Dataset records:
..........
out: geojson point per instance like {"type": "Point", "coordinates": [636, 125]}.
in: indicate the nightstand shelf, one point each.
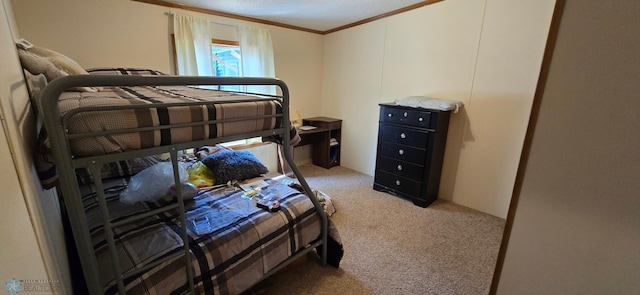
{"type": "Point", "coordinates": [325, 140]}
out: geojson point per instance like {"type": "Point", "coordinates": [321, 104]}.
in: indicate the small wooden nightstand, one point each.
{"type": "Point", "coordinates": [326, 139]}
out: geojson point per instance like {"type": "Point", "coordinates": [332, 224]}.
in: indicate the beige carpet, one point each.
{"type": "Point", "coordinates": [394, 247]}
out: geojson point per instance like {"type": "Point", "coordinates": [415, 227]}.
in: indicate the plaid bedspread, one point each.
{"type": "Point", "coordinates": [217, 105]}
{"type": "Point", "coordinates": [243, 244]}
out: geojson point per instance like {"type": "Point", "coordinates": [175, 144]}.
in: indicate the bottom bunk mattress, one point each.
{"type": "Point", "coordinates": [233, 243]}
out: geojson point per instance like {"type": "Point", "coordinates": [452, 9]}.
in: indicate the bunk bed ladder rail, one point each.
{"type": "Point", "coordinates": [48, 108]}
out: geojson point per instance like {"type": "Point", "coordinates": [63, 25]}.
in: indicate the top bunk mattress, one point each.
{"type": "Point", "coordinates": [201, 114]}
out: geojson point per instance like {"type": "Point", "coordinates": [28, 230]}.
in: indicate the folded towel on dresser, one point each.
{"type": "Point", "coordinates": [430, 103]}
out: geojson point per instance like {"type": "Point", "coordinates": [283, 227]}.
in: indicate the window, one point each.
{"type": "Point", "coordinates": [227, 62]}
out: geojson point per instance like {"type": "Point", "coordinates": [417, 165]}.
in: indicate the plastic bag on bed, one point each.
{"type": "Point", "coordinates": [152, 183]}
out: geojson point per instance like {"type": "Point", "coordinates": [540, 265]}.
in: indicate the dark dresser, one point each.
{"type": "Point", "coordinates": [411, 144]}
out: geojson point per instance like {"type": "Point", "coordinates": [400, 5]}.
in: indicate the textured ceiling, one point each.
{"type": "Point", "coordinates": [318, 15]}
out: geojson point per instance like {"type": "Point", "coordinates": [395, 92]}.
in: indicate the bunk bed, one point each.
{"type": "Point", "coordinates": [118, 115]}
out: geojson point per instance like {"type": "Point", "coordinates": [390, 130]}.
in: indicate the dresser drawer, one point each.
{"type": "Point", "coordinates": [408, 117]}
{"type": "Point", "coordinates": [406, 136]}
{"type": "Point", "coordinates": [402, 152]}
{"type": "Point", "coordinates": [397, 183]}
{"type": "Point", "coordinates": [400, 168]}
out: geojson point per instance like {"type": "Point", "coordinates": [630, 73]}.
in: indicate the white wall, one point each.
{"type": "Point", "coordinates": [484, 53]}
{"type": "Point", "coordinates": [31, 243]}
{"type": "Point", "coordinates": [132, 34]}
{"type": "Point", "coordinates": [576, 229]}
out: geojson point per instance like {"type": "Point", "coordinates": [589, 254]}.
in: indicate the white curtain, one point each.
{"type": "Point", "coordinates": [193, 45]}
{"type": "Point", "coordinates": [257, 56]}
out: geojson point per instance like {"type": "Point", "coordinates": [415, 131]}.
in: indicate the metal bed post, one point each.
{"type": "Point", "coordinates": [49, 111]}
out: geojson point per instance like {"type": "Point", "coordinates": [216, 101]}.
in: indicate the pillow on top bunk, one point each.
{"type": "Point", "coordinates": [117, 169]}
{"type": "Point", "coordinates": [53, 65]}
{"type": "Point", "coordinates": [229, 165]}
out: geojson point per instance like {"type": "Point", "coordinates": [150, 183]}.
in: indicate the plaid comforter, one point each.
{"type": "Point", "coordinates": [243, 244]}
{"type": "Point", "coordinates": [216, 105]}
{"type": "Point", "coordinates": [219, 106]}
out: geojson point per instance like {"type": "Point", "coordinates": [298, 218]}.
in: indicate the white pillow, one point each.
{"type": "Point", "coordinates": [430, 103]}
{"type": "Point", "coordinates": [51, 64]}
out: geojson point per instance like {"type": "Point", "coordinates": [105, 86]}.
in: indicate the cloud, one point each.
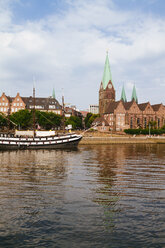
{"type": "Point", "coordinates": [67, 50]}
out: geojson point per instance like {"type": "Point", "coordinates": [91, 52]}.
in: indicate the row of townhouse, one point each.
{"type": "Point", "coordinates": [122, 115]}
{"type": "Point", "coordinates": [9, 105]}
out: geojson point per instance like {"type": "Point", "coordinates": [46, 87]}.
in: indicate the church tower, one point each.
{"type": "Point", "coordinates": [107, 91]}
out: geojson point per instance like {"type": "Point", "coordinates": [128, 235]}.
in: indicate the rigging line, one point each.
{"type": "Point", "coordinates": [47, 119]}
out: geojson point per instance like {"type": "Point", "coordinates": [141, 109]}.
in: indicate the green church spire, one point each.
{"type": "Point", "coordinates": [134, 96]}
{"type": "Point", "coordinates": [107, 73]}
{"type": "Point", "coordinates": [123, 95]}
{"type": "Point", "coordinates": [53, 93]}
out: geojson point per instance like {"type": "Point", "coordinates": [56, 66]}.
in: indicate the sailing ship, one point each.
{"type": "Point", "coordinates": [11, 141]}
{"type": "Point", "coordinates": [38, 139]}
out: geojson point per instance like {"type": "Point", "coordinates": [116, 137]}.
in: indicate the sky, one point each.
{"type": "Point", "coordinates": [62, 44]}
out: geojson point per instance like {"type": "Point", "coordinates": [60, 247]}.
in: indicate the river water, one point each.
{"type": "Point", "coordinates": [95, 196]}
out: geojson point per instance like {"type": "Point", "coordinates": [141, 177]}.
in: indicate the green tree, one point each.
{"type": "Point", "coordinates": [89, 119]}
{"type": "Point", "coordinates": [48, 120]}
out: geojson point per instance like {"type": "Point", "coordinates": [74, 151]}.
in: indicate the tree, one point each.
{"type": "Point", "coordinates": [89, 119]}
{"type": "Point", "coordinates": [48, 120]}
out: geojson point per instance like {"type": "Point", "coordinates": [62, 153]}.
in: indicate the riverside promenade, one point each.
{"type": "Point", "coordinates": [103, 139]}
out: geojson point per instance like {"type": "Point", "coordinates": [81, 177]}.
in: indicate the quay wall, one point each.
{"type": "Point", "coordinates": [121, 140]}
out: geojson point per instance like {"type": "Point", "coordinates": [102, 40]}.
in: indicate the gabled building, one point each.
{"type": "Point", "coordinates": [9, 105]}
{"type": "Point", "coordinates": [5, 102]}
{"type": "Point", "coordinates": [121, 114]}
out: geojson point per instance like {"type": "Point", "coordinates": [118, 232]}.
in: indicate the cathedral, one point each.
{"type": "Point", "coordinates": [123, 114]}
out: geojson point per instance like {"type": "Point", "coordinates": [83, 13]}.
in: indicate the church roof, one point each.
{"type": "Point", "coordinates": [99, 121]}
{"type": "Point", "coordinates": [111, 107]}
{"type": "Point", "coordinates": [127, 105]}
{"type": "Point", "coordinates": [142, 106]}
{"type": "Point", "coordinates": [134, 95]}
{"type": "Point", "coordinates": [107, 73]}
{"type": "Point", "coordinates": [123, 95]}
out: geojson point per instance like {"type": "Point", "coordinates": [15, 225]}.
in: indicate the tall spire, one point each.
{"type": "Point", "coordinates": [107, 73]}
{"type": "Point", "coordinates": [53, 93]}
{"type": "Point", "coordinates": [134, 96]}
{"type": "Point", "coordinates": [123, 95]}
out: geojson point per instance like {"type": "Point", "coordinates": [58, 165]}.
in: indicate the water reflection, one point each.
{"type": "Point", "coordinates": [95, 196]}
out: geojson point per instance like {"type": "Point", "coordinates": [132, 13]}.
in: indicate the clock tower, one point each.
{"type": "Point", "coordinates": [107, 91]}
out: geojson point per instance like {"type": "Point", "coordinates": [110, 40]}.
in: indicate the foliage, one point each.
{"type": "Point", "coordinates": [89, 119]}
{"type": "Point", "coordinates": [48, 120]}
{"type": "Point", "coordinates": [75, 121]}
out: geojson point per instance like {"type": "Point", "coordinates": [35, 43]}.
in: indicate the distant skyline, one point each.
{"type": "Point", "coordinates": [63, 44]}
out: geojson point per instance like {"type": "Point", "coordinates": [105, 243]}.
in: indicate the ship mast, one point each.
{"type": "Point", "coordinates": [34, 112]}
{"type": "Point", "coordinates": [63, 114]}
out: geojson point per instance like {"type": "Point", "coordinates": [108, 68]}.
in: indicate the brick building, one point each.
{"type": "Point", "coordinates": [122, 114]}
{"type": "Point", "coordinates": [9, 105]}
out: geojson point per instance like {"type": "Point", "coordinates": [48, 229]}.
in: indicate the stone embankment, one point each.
{"type": "Point", "coordinates": [103, 138]}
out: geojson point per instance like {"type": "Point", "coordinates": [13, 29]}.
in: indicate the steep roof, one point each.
{"type": "Point", "coordinates": [134, 95]}
{"type": "Point", "coordinates": [111, 107]}
{"type": "Point", "coordinates": [99, 120]}
{"type": "Point", "coordinates": [127, 105]}
{"type": "Point", "coordinates": [123, 95]}
{"type": "Point", "coordinates": [107, 73]}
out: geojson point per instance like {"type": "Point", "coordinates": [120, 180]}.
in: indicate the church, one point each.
{"type": "Point", "coordinates": [123, 114]}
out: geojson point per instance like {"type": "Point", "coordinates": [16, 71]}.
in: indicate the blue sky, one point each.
{"type": "Point", "coordinates": [63, 44]}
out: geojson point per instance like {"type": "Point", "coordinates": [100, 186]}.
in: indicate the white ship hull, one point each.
{"type": "Point", "coordinates": [10, 142]}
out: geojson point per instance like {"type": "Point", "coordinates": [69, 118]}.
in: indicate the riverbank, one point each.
{"type": "Point", "coordinates": [103, 139]}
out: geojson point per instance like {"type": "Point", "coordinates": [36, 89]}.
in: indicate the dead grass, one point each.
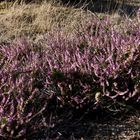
..........
Aim of the exercise:
Word for word, copy the lines from the one with "in: indicate the white ship" through the end of the entries above, and do not include any picture.

Result of this task:
in: indicate the white ship hull, one point each.
{"type": "Point", "coordinates": [10, 142]}
out: geojson point per instance like {"type": "Point", "coordinates": [69, 118]}.
in: indicate the riverbank, one point each.
{"type": "Point", "coordinates": [103, 139]}
out: geojson point per instance like {"type": "Point", "coordinates": [36, 89]}.
in: indicate the dead grass, one point each.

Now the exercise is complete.